You can, of course, continue using your PC running the creaky-at-the-knees operating system, but doing so ramps up the risk to your security and privacy.
Over time, support for your favorite apps will end too, so perhaps an alternative approach is called for. That approach obviously means moving on from Windows XP, either to a new version of Windows or even a completely different platform.
But what does the future hold for your trusty old PC? Read on to find out what to do with it should you decide to finally part ways with XP.
1. Upgrade it to Windows 7 or 8 (or Windows 10)
If you're still attached to your old PC – perhaps for financial reasons – then ask if you might be able to upgrade it to a later version of Windows. The obvious candidates are Windows 7 and 8, because both will be familiar to you, and don't have demanding system requirements.
If your PC has a 1GHz or faster processor, 1GB RAM, 20GB free hard drive space and a DirectX 9-compatible graphics card or chip, it'll work with the newer version of Windows. Performance won't be as fast as in XP, but it should be acceptable, particularly if you don't run too many programs at once.
Before taking the plunge however, download and run either the Windows 7 Upgrade Advisor (opens in new tab) or Windows 8.1 Upgrade Assistant (opens in new tab) to get a more detailed compatibility report – you may find the cost of upgrading or replacing different parts of your PC is more expensive than simply replacing it.
Of course, you could upgrade from Windows XP to Windows 10 (opens in new tab), but bear in mind that there is no way to upgrade while keeping your existing files, programs and settings unless you manually back them up. If you're thinking of doing this, it's also worth bearing in mind that your ageing PC's hardware may not be up to the task of running Windows 10, and putting the cost of a license for Microsoft's latest operating system toward a new laptop (opens in new tab), 2-in-1 (opens in new tab) or desktop PC (opens in new tab) may be a more cost-effective move in the long rum.

++++++

> _TASK STATEMENT_
Carry on the article above about what to do with an aging Windows XP computer, starting after its last sentence.

++++++

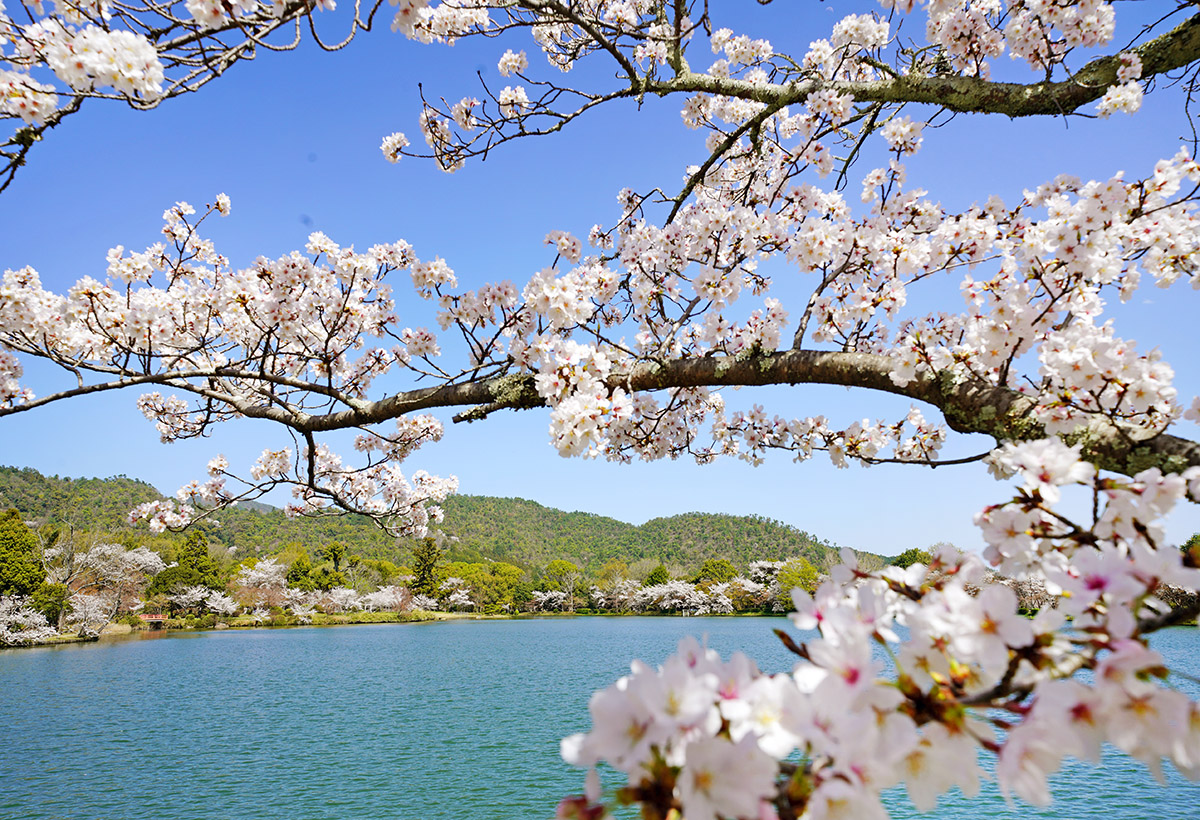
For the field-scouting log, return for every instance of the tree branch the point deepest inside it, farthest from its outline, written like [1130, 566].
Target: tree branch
[1174, 49]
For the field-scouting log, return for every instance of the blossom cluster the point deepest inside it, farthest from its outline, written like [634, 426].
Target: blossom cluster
[714, 737]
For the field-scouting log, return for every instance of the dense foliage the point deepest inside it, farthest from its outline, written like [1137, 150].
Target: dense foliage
[475, 528]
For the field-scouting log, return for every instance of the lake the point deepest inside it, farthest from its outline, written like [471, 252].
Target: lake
[393, 722]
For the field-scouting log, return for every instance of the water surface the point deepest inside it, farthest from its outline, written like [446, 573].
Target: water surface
[391, 722]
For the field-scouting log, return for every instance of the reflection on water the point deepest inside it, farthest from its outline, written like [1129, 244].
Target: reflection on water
[406, 722]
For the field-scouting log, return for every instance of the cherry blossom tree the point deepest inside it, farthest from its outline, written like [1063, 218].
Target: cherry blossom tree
[793, 252]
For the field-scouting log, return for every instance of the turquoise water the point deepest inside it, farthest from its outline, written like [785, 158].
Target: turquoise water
[396, 722]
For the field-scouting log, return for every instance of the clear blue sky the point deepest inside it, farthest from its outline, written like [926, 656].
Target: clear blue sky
[293, 138]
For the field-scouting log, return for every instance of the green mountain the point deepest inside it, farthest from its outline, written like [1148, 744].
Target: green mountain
[480, 528]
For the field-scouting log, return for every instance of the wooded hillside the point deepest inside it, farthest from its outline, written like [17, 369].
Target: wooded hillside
[511, 530]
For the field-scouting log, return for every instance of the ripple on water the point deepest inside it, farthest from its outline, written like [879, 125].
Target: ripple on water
[431, 722]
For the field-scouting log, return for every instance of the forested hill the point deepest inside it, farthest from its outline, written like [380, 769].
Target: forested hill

++++++

> _SOLVED PROBLEM_
2. Replace it
A new desktop PC or tablet computer with Windows 10 pre-installed can be purchased for under £265 (around $300, AUS$500). If you decide the end has come for your old Windows XP PC, make sure you dispose of it carefully and responsibly.
Once your new PC is up and running, wait until you're happy you've transferred over all the documents, files and other data you need from your old PC before taking steps to securely shred all personal data from the drive.
If you're planning to pass the computer on to someone else, use a free tool like Eraser (opens in new tab) to wipe sensitive files from the drive, then restore it to its factory settings before using Eraser to securely wipe any free space for added security.
If you plan to dispose of the computer, use Darik's Boot and Nuke (opens in new tab) tool to create a bootable CD that will completely wipe the drive of all data, allowing you to then take it to your local recycling center or pass it on to a charity such as Computers 4 Africa (opens in new tab).
3. Switch to Linux
If you're looking for a modern OS to replace XP that will run smoothly on your old PC, then Linux is the answer. We'd recommend that you choose Ubuntu as your Linux distribution of choice, and download (opens in new tab) the latest LTS version, currently 12.04, which will be supported until 2017.
It's relatively straightforward to install (opens in new tab) and you'll find our 25 Ubuntu tips for beginners (opens in new tab) piece a handy starting point. Look out for a switcher's guide in a future issue of Linux Format (opens in new tab).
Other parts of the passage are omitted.